> **Written exercise**: In the entries that follow, identify the line containing "Target: haze on horizon" and return it together with all later lines, exactly as they appear.

Dataset rows
□ □ □ □ □
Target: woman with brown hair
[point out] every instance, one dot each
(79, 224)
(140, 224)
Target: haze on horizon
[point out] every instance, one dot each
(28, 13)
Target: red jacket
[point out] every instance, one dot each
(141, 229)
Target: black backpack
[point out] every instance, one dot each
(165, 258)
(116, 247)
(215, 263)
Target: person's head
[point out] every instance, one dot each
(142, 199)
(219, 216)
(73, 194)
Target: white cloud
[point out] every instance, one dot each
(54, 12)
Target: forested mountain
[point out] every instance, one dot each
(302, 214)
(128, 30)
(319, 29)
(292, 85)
□ □ □ □ □
> **Response**:
Target: haze on horizon
[point out] every instance, one dot each
(28, 13)
Target: red jacket
[point out] every instance, one dot each
(141, 229)
Target: black backpack
[point out] every instance, one dot each
(165, 258)
(116, 247)
(215, 263)
Target: person's head
[point out] every instance, one dot each
(142, 199)
(219, 216)
(73, 194)
Target: white cloud
[point out] every instance, one dot each
(54, 12)
Target: forested mountain
[point out] every instance, one dot each
(302, 214)
(128, 30)
(319, 29)
(292, 85)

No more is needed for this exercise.